--- BEGIN ---
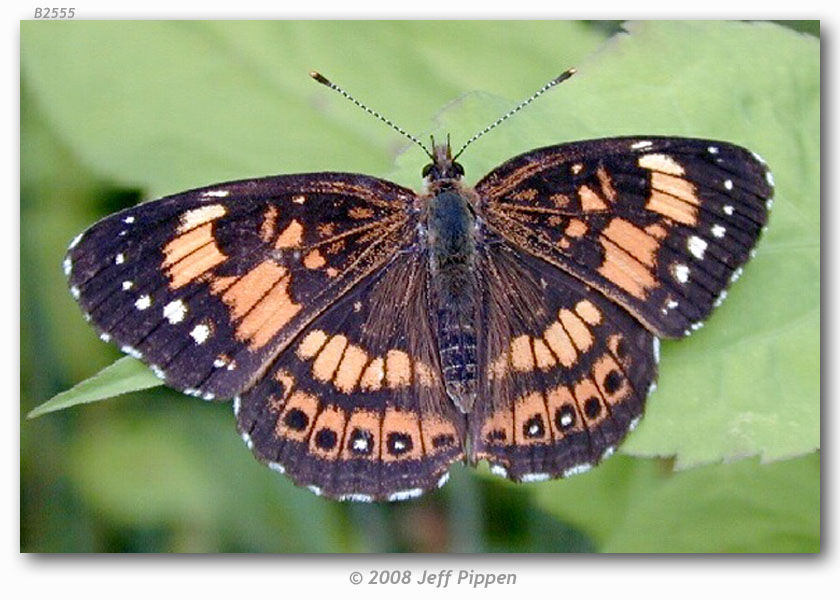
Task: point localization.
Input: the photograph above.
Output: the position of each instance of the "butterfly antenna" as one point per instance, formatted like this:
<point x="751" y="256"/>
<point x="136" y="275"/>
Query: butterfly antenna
<point x="323" y="80"/>
<point x="516" y="109"/>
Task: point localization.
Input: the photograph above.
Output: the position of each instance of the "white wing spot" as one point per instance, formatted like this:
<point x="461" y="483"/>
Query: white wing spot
<point x="131" y="351"/>
<point x="175" y="311"/>
<point x="215" y="194"/>
<point x="577" y="469"/>
<point x="356" y="498"/>
<point x="360" y="444"/>
<point x="143" y="302"/>
<point x="681" y="272"/>
<point x="697" y="246"/>
<point x="200" y="333"/>
<point x="498" y="470"/>
<point x="405" y="494"/>
<point x="275" y="466"/>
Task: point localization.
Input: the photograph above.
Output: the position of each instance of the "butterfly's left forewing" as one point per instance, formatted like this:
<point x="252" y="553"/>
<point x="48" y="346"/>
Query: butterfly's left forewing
<point x="659" y="225"/>
<point x="209" y="285"/>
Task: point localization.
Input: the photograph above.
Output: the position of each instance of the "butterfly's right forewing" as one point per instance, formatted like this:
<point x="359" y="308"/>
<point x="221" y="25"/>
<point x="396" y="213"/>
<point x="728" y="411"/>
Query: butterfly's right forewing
<point x="207" y="286"/>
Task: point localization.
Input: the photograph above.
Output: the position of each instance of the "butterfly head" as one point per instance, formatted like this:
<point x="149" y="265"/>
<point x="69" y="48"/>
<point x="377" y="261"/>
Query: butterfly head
<point x="443" y="167"/>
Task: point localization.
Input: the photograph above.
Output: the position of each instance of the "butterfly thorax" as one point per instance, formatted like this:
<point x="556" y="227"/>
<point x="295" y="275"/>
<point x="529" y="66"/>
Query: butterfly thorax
<point x="453" y="287"/>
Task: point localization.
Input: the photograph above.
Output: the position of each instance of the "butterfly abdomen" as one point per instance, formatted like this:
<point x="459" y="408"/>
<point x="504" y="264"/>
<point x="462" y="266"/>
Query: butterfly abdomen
<point x="453" y="294"/>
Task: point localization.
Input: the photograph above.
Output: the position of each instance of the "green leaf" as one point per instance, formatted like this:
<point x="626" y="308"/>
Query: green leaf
--- END ---
=== Task directions ===
Pull out every line of the listing above that contains the string "this". Treat uppercase and lowercase as different when matching.

=== Task answer ===
Output: the position of each instance of the "butterfly antenna" as one point per instance, formatted like this:
Output: the position of each instance of the "white wing spot" as one point per instance, formatted like this:
Output: the position of each instance of the "butterfly's left forewing" as one point per instance, formatted like this:
Output: the position of each instance of the "butterfly's right forewing" as one point per instance, formatted like this:
Output: the position of each instance of the "butterfly head" as one point per instance, formatted like this:
Output: the position of each instance of the "butterfly thorax" as one point per instance, formatted like this:
Output: the position of each instance of the "butterfly abdomen" as one point per instance, formatted like this:
Output: the position of each instance of the "green leaf" as one point per instance, formatted like this:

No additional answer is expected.